*Exercise 1*. List every entry in the numbered list of the face detection project write-up below.
*Exercise 2*. Write out the face detection project write-up word for word, from "Project 5 /" up to and including "are examined later.".
*Exercise 3*. Extend the face detection project write-up below by continuing its text after the last sentence shown.

*Extract provided*.
Project 5 / Face Detection with a Sliding Window

This project uses sliding window to independently classify image patches as either being a face or not a face. The project is broken down into the following 4 parts:

  1. Get HOG features from images of faces
  2. Get random HOG features from other images
  3. Train SVM classifier using obtained features
  4. Run classify on each test image
  5. Results

Positive features

get_postive_features function takes images containing only faces and convert each of them into HOG features. HOG features of the orginal image are returned in the following code and the effects of using that of modified images are examined later.


	image_files = dir( fullfile( train_path_pos, '*.jpg') ); %Caltech Faces stored as .jpg
	num_images = length(image_files);
	features_pos = zeros(num_images, (feature_params.template_size / feature_params.hog_cell_size)^2 * 31);
	for n=1:num_images
	    img = im2single(imread(strcat(train_path_pos, '/', image_files(n).name)));
	    f = vl_hog(img, feature_params.hog_cell_size);
	    features_pos(n, :) = f(:);
	end
	

Negative features

get_random_negative_features function randoms a starting x and starting y and crops out an image patch. The cropped out patches are then converted into HOG features.

*Data provided*.
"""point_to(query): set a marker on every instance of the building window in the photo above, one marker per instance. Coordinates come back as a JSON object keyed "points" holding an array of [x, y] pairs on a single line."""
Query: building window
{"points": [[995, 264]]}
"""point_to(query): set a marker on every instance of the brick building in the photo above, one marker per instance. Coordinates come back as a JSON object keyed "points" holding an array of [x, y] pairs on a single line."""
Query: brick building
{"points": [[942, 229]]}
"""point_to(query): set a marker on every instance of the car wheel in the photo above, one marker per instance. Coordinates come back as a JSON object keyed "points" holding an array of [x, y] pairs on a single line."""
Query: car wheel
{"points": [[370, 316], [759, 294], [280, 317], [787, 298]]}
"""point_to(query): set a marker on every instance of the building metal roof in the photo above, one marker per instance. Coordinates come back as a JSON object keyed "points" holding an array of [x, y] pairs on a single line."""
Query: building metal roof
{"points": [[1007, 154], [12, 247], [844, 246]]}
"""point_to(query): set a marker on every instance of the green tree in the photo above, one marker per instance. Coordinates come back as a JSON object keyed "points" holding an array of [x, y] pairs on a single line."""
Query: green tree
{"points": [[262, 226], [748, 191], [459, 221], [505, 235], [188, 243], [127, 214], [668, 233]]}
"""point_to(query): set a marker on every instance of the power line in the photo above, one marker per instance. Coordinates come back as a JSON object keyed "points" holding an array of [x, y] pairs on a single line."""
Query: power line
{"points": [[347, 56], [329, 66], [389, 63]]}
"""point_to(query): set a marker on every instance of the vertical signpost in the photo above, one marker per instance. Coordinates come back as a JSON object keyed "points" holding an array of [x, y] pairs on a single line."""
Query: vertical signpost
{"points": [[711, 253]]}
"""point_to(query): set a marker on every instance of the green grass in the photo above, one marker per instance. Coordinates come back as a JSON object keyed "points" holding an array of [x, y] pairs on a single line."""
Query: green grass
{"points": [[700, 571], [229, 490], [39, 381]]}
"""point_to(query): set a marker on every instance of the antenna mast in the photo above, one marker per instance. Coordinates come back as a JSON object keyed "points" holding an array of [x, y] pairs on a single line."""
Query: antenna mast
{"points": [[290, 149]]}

*Output 1*.
1. Get HOG features from images of faces
2. Get random HOG features from other images
3. Train SVM classifier using obtained features
4. Run classify on each test image
5. Results

*Output 2*.
Project 5 / Face Detection with a Sliding Window

This project uses sliding window to independently classify image patches as either being a face or not a face. The project is broken down into the following 4 parts:

  1. Get HOG features from images of faces
  2. Get random HOG features from other images
  3. Train SVM classifier using obtained features
  4. Run classify on each test image
  5. Results

Positive features

get_postive_features function takes images containing only faces and convert each of them into HOG features. HOG features of the orginal image are returned in the following code and the effects of using that of modified images are examined later.

*Output 3*.
	image_files = dir( fullfile( non_face_scn_path, '*.jpg' ));
	num_images = length(image_files);
	features_neg = zeros(num_images, (feature_params.template_size / feature_params.hog_cell_size)^2 * 31);
	per = ceil(num_samples / num_images);
	t = feature_params.template_size;
	i = 1;
	for n=1:num_images
	    img = im2single(rgb2gray(imread(strcat(non_face_scn_path, '/', image_files(n).name))));
	    [h, w] = size(img);
	    for p=1:per
	        x = ceil(rand() * (w - t));
	        y = ceil(rand() * (h - t));
	        cropped = img(y:y+t-1, x:x+t-1);
	        f = vl_hog(cropped, feature_params.hog_cell_size);
	        features_neg(i,:) = f(:);
	        i = i+1;
	    end
	end
	

SVM Classifier

The resulting positive and negative HOG features are used to build a SVM as shown below. Lambda is chosen to be 1e-4.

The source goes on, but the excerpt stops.